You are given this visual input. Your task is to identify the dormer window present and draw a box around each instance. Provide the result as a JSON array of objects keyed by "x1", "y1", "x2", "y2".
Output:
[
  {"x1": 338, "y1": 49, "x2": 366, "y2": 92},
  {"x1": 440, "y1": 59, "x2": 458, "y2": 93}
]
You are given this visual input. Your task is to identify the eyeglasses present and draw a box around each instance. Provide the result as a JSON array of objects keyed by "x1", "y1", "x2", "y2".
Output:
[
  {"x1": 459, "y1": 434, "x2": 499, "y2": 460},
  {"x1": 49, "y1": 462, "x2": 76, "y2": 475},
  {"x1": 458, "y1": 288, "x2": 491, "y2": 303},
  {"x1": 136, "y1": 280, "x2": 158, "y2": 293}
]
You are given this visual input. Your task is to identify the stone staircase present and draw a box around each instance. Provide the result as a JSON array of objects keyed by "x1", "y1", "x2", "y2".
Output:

§

Problem to work on
Starting at the line of the listing above that contains "identify the eyeglasses" and continuing through the end of the listing, substitute "image" for "visual input". Reproduce only those lines, with everything else left unchanged.

Completed task
You are given this image. Your task is to identify the eyeglasses present and draw a box around each instance. Provide the result as a JSON array of objects keyed by "x1", "y1", "x2", "y2".
Output:
[
  {"x1": 459, "y1": 434, "x2": 499, "y2": 460},
  {"x1": 49, "y1": 462, "x2": 76, "y2": 475},
  {"x1": 458, "y1": 288, "x2": 491, "y2": 303},
  {"x1": 136, "y1": 280, "x2": 158, "y2": 293}
]
You are given this image. Your task is to identify the stone staircase present and draw a box around each instance. Provide the result as a JSON array of objects keyed by "x1", "y1", "x2", "y2".
Output:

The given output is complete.